Start of TEXT PROVIDED
From Wikipedia, the free encyclopedia

Disinformation is a subset of propaganda and is false information that is spread deliberately to deceive. It is also known as black propaganda. It is sometimes confused with misinformation, which is false information but is not deliberate.

The English word disinformation is from the application of the latin prefix dis- to information making the meaning "reversal or removal of information". The rarely used word had appeared with this usage in print at least as far back as 1887. Some consider it a loan translation of The Russian dezinformatsiya, derived from the title of a KGB black propaganda department. Defector Ion Mihai Pacepa claimed Joseph Stalin coined the term, giving it a French-sounding name to claim it had a Western origin. Russian use began with a "special disinformation office" in 1923. Disinformation was defined in Great Soviet Encyclopedia (1952) as "false information with the intention to deceive public opinion". Operation INFEKTION was a Soviet disinformation campaign to influence opinion that the U.S. invented AIDS. The U.S. did not actively counter disinformation until 1980, when a fake document reported that the U.S. supported apartheid.

The word disinformation did not appear in English dictionaries until 1939. English use increased in 1986, after revelations that the Reagan Administration engaged in disinformation against Libyan leader Muammar Gaddafi. By 1990, it was pervasive in U.S. politics; and by 2001 referred generally to lying and propaganda.

Etymology and early usage

The English word disinformation, which did not appear in dictionaries until the late 1980s, is a translation of the Russian дезинформация, transliterated as dezinformatsiya. Where misinformation refers to inaccuracies that stem from error, disinformation is a deliberate falsehood promulgated by design. Misinformation can be used to create disinformation when known misinformation is purposefully and intentionally disseminated. The tactic has been used throughout history, being deployed during the long Roman-Persian Wars, at the Battle of Mount Gindarus, the Battle of Telephis–Ollaria, and Heraclius assault on Persia,for instance.

Disinformation is primarily carried out by government intelligence agencies, but has also been used by non-governmental organizations and businesses. Front groups are a form of disinformation, as they mislead the public about their true objectives and who their controllers are. Most recently, disinformation has been deliberately spread through social media in the form of "fake news", disinformation masked as legitimate news articles and meant to mislead readers or viewers. Disinformation may include distribution of forged documents, manuscripts, and photographs, or spreading dangerous rumours and fabricated intelligence. Use of these tactics can lead to blowback, however, causing such unintended consequences such as defamation lawsuits or damage to the dis-informer's reputation.
End of TEXT PROVIDED
● **WHAT TO WORK ON**:
A) In the disinformation passage, what year did Russian use of the term begin with a "special disinformation office"?
B) Summarize the disinformation passage in two sentences.
C) Pick up the disinformation passage after its last sentence and keep writing.
The entries after the disinformation passage come from a different source.
Start of MATERIAL SHOWN
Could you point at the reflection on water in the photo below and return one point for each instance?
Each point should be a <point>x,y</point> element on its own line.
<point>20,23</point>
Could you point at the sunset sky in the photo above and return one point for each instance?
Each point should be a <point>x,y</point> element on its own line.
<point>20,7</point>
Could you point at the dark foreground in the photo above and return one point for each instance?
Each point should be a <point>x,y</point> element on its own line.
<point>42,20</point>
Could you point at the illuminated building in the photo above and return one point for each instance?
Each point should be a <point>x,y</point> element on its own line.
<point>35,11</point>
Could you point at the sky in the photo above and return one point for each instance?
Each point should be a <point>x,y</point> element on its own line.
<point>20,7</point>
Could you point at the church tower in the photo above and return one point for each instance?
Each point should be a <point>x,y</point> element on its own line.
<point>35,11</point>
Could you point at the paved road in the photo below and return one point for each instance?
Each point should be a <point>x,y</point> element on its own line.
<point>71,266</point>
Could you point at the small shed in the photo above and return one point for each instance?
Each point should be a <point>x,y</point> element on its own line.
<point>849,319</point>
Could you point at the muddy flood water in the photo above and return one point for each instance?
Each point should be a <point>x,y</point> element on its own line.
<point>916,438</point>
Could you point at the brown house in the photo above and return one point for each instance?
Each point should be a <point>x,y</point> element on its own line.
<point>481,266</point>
End of MATERIAL SHOWN
● **ANSWERS FOR THE EXERCISE**:
A) 1923

B) Disinformation is false information spread on purpose to deceive, unlike misinformation, which is false but not deliberate. It is mostly carried out by government intelligence agencies but also by other organizations and businesses, lately through fake news on social media, and it can backfire on those who spread it.

C)
Use of the term related to a Russian tactical weapon started in 1923, when the deputy chairman of the KGB-precursor the State Political Directorate (GPU), Józef Unszlicht, called for the foundation of "a special disinformation office to conduct active intelligence operations". The GPU was the first organization in the Soviet Union to use the term disinformation for their intelligence tactics. William Safire wrote in his 1993 book, Quoth the Maven, that disinformation was used by the KGB predecessor to indicate: "manipulation of a nation's intelligence system through the injection of credible, but misleading data". From this point on, disinformation became a tactic used in the Soviet political warfare called active measures. Active measures were a crucial part of Soviet intelligence strategy involving forgery as covert operation, subversion, and media manipulation. The 2003 encyclopedia Propaganda and Mass Persuasion states that disinformation came from dezinformatsia, a term used by the Russian black propaganda unit known as Service A that referred to active measures. The term was used in 1939, related to a "German Disinformation Service". The 1991 edition of The Merriam-Webster New Book of Word Histories defines disinformation as a probable translation of the Russian dezinformatsiya. This dictionary notes that it was possible the English version of the word and the Russian-language version developed independently in parallel to each other—out of ongoing frustration related to the spread of propaganda before World War II.

Former Romanian secret police senior official Ion Mihai Pacepa exposed disinformation history in his book Disinformation (2013).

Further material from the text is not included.